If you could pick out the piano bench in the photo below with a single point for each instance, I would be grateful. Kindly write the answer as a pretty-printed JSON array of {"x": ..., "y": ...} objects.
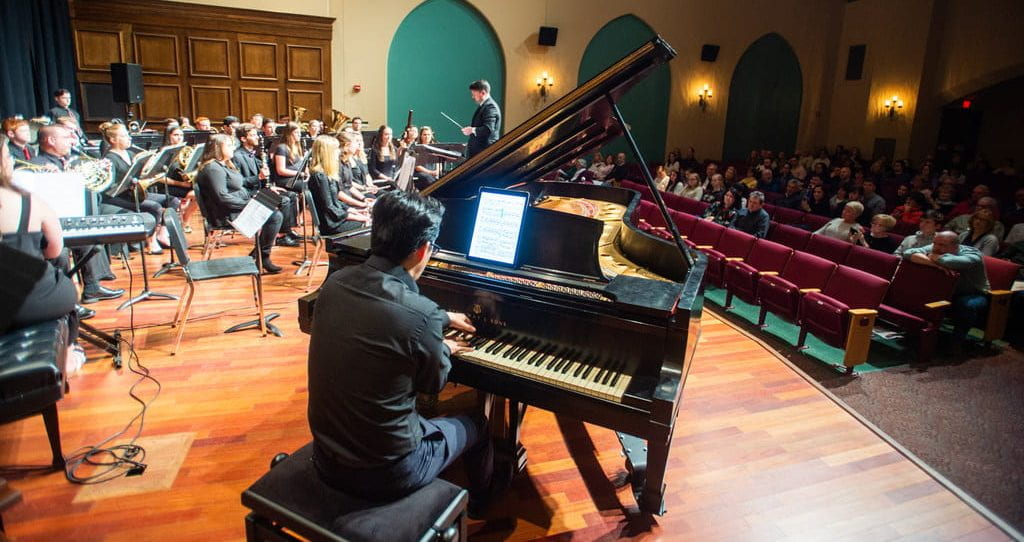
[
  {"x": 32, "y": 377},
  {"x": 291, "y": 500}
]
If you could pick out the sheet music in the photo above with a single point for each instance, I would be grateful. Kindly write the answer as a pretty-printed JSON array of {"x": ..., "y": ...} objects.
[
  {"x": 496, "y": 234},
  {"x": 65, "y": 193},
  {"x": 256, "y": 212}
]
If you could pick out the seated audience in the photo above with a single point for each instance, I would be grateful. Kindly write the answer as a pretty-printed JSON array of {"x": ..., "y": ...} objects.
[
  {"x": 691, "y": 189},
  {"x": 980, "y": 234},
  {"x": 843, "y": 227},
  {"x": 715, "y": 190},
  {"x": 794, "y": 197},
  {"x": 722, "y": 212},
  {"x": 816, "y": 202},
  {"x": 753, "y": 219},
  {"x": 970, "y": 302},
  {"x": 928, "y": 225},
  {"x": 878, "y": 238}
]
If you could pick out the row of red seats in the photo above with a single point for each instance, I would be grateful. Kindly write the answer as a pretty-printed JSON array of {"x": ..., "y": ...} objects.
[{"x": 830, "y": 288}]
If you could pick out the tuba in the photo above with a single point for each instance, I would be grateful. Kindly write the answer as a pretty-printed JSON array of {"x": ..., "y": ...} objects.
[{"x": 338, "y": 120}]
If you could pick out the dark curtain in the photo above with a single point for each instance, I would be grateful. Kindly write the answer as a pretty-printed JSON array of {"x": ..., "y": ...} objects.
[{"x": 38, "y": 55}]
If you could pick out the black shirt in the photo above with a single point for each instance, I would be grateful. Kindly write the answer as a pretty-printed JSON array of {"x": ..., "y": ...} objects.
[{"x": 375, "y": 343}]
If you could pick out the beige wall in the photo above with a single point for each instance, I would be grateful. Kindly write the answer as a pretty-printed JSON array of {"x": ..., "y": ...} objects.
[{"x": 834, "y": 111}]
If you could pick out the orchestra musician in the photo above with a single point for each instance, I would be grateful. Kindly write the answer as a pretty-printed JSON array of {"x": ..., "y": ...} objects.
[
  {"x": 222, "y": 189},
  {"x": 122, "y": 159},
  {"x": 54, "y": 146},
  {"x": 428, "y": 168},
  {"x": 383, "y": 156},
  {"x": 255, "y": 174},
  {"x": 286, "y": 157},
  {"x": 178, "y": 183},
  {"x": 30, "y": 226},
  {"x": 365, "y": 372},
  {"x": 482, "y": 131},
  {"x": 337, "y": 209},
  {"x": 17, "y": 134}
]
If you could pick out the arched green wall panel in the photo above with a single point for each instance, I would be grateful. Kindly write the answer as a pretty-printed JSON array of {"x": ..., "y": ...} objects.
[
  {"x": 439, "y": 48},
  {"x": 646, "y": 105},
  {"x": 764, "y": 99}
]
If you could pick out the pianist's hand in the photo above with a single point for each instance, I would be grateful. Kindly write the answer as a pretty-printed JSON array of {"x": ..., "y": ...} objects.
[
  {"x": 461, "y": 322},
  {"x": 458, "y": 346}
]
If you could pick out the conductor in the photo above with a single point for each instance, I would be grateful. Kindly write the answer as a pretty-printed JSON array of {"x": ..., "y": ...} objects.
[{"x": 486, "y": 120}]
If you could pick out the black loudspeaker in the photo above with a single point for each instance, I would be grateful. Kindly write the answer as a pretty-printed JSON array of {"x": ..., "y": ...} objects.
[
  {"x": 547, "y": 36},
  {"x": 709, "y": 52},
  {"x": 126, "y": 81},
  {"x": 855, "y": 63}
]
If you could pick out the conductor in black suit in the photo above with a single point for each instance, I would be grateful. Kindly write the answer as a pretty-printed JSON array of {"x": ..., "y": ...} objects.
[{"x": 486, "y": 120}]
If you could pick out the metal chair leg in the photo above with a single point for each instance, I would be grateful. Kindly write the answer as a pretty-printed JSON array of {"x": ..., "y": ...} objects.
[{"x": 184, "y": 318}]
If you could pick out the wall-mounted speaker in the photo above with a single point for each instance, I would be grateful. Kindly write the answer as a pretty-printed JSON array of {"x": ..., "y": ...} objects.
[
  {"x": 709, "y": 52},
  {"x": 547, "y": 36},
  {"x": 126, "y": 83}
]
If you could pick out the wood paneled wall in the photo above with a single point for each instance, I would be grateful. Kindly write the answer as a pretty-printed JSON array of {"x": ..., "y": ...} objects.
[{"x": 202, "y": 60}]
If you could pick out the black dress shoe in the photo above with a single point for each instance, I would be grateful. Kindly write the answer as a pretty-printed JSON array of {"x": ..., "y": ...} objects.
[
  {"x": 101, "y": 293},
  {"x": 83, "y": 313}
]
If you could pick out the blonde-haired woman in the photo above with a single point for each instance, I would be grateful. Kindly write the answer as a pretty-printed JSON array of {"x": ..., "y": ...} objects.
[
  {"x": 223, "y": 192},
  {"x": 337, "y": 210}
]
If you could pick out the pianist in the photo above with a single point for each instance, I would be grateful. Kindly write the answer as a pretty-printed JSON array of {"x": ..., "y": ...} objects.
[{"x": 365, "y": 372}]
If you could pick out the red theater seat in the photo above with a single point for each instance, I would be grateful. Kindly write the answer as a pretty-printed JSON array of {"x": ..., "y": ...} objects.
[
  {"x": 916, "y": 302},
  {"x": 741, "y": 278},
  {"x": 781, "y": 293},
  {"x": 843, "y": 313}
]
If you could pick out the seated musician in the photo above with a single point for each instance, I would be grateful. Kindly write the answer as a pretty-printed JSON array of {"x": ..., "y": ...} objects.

INSTRUCTION: Can you format every line of the records above as a Markdown table with the columns "Row" and "Line," numbering each row and skipping blank lines? Leave the pictures out.

SOLUTION TO THE EXERCISE:
| Row | Line |
|---|---|
| 1 | If you could pick out the piano bench in the photo below with a single point for each instance, I would be grateful. Kindly write the answer as a pretty-printed JSON array of {"x": ..., "y": ...} objects. |
| 2 | [ |
| 3 |   {"x": 32, "y": 377}, |
| 4 |   {"x": 291, "y": 500} |
| 5 | ] |
| 6 | If you could pick out the sheet music in the photo above with a single point for each instance, I would be grateful. Kindly write the answer as a pretty-printed JSON array of {"x": ..., "y": ...} objects. |
| 7 | [ |
| 8 |   {"x": 496, "y": 234}, |
| 9 |   {"x": 65, "y": 193}, |
| 10 |   {"x": 256, "y": 212} |
| 11 | ] |
| 12 | If you could pick out the seated audience in the photo above with a single point for each instance, I would be grateful. Kindly write the answer as a pretty-printed JSON array of {"x": ..., "y": ...} objects. |
| 13 | [ |
| 14 |   {"x": 691, "y": 189}, |
| 15 |   {"x": 980, "y": 234}, |
| 16 |   {"x": 843, "y": 227}, |
| 17 |   {"x": 715, "y": 190}, |
| 18 |   {"x": 794, "y": 197}, |
| 19 |   {"x": 722, "y": 212}, |
| 20 |   {"x": 816, "y": 202}, |
| 21 |   {"x": 753, "y": 219}, |
| 22 |   {"x": 970, "y": 302}, |
| 23 |   {"x": 928, "y": 225}, |
| 24 |   {"x": 878, "y": 238} |
| 25 | ] |
| 26 | If you could pick out the row of red seats in the photo above with a single point for each instance, I would be grateful. Kindly write the answer as a pretty-printed JSON array of {"x": ..., "y": ...} objects. |
| 27 | [{"x": 830, "y": 288}] |
| 28 | If you could pick out the tuba in the photo above with a single point for each instance, I would be grateful. Kindly write the answer as a pretty-printed JSON array of {"x": ..., "y": ...} objects. |
| 29 | [{"x": 338, "y": 120}] |
| 30 | If you could pick out the dark curtain in the photo above with a single point for each instance, I would be grateful. Kindly write the answer as a pretty-printed JSON array of {"x": ..., "y": ...} objects. |
| 31 | [{"x": 38, "y": 55}] |
| 32 | If you could pick out the black shirt in the photo above with a single point for each instance, I would be grateful. Kindly write the answer as a pretty-printed JSON array of {"x": ..., "y": ...} objects. |
| 33 | [{"x": 375, "y": 343}] |
| 34 | If you could pick out the beige wall in the photo above with a single point for each instance, I would be grateful. Kindly write the answer as a pretty-printed JSON array of {"x": ..., "y": ...} objects. |
| 35 | [{"x": 834, "y": 111}] |
| 36 | If you could pick out the orchestra musician in the photo above with a single point for each instance, I would be grateful. Kindly write the answer as a pretty-printed JSON array of {"x": ..., "y": ...} objects. |
| 37 | [ |
| 38 |   {"x": 222, "y": 189}, |
| 39 |   {"x": 122, "y": 159}, |
| 40 |   {"x": 54, "y": 146}, |
| 41 |   {"x": 428, "y": 168}, |
| 42 |   {"x": 383, "y": 156}, |
| 43 |   {"x": 255, "y": 174}, |
| 44 |   {"x": 286, "y": 157}, |
| 45 |   {"x": 178, "y": 183}, |
| 46 |   {"x": 30, "y": 226}, |
| 47 |   {"x": 365, "y": 372}, |
| 48 |   {"x": 482, "y": 131}, |
| 49 |   {"x": 337, "y": 209}, |
| 50 |   {"x": 17, "y": 134} |
| 51 | ] |
| 52 | If you could pick out the arched green wall panel in the photo above with a single point for each instance, I would be grateful. Kindly write the answer as a pretty-printed JSON array of {"x": ..., "y": ...} objects. |
| 53 | [ |
| 54 |   {"x": 439, "y": 48}, |
| 55 |   {"x": 646, "y": 105}, |
| 56 |   {"x": 764, "y": 99} |
| 57 | ] |
| 58 | If you could pick out the pianist's hand in the photo above with a single point for each instance, I would be grateful. Kindly write the answer as a pretty-printed JSON array of {"x": ..., "y": ...} objects. |
| 59 | [ |
| 60 |   {"x": 461, "y": 322}, |
| 61 |   {"x": 458, "y": 346} |
| 62 | ] |
| 63 | If you could pick out the conductor in the photo above with a single point for each instance, I would be grateful. Kindly write the answer as a pretty-printed JSON array of {"x": ..., "y": ...} objects. |
| 64 | [{"x": 486, "y": 120}] |
| 65 | If you could pick out the black loudspeaker in the photo above with a single point for each instance, I would be grateful. Kindly write the answer as a pretty-printed JSON array of {"x": ..., "y": ...} objects. |
| 66 | [ |
| 67 |   {"x": 547, "y": 36}, |
| 68 |   {"x": 709, "y": 52}, |
| 69 |   {"x": 126, "y": 81}, |
| 70 |   {"x": 855, "y": 63} |
| 71 | ] |
| 72 | If you could pick out the conductor in black suit in the photo above with a single point for each instance, I would be grateful. Kindly write the answer as a pretty-printed JSON array of {"x": ..., "y": ...} objects. |
| 73 | [{"x": 486, "y": 120}] |
| 74 | If you could pick out the metal chair leg in the photo above with a single point for each instance, I would be grateful. Kindly write the answer as a pretty-printed JSON array of {"x": ..., "y": ...} objects. |
| 75 | [{"x": 184, "y": 318}] |
| 76 | If you could pick out the wall-mounted speaker in the photo above with a single point for each instance, I would be grateful. Kindly write the answer as a pretty-printed JSON array of {"x": ..., "y": ...} objects. |
| 77 | [ |
| 78 |   {"x": 709, "y": 52}, |
| 79 |   {"x": 547, "y": 36}, |
| 80 |   {"x": 126, "y": 83} |
| 81 | ] |
| 82 | If you could pick out the wood paneled wall in the photo above with a single point for each instance, I would be grateful. Kindly write the answer as a pretty-printed JSON array of {"x": ..., "y": ...} objects. |
| 83 | [{"x": 202, "y": 60}] |
| 84 | If you could pick out the black dress shoe in the photo above with a single point for each instance, I would be grateful. Kindly write the answer as a pretty-printed JSON array of {"x": ..., "y": ...} objects. |
| 85 | [ |
| 86 |   {"x": 101, "y": 293}, |
| 87 |   {"x": 83, "y": 313} |
| 88 | ] |
| 89 | If you could pick out the blonde-haired woman in the photo above with a single point for each instance, I would be grateful. Kindly write the answer as a pretty-printed JSON array of {"x": ..., "y": ...} objects. |
| 90 | [ |
| 91 |   {"x": 223, "y": 192}, |
| 92 |   {"x": 337, "y": 210} |
| 93 | ] |
| 94 | If you could pick out the pianist in the photo above with a single point for each instance, I would be grateful. Kindly write the answer as a pretty-printed JSON array of {"x": ..., "y": ...} objects. |
| 95 | [{"x": 365, "y": 372}] |
| 96 | If you could pick out the red theater seat in the photo above with a single point for each instance, I would be grateful. Kindly write the answer as a pretty-printed JSON array of {"x": ..., "y": ...} objects. |
| 97 | [ |
| 98 |   {"x": 916, "y": 302}, |
| 99 |   {"x": 741, "y": 278}, |
| 100 |   {"x": 781, "y": 293}, |
| 101 |   {"x": 843, "y": 313} |
| 102 | ] |
| 103 | If you could pick out the seated musician in the photo above with a single point for each instance, I would be grateful. Kindly write the answer as a pretty-printed JSON array of {"x": ..., "y": ...} objects. |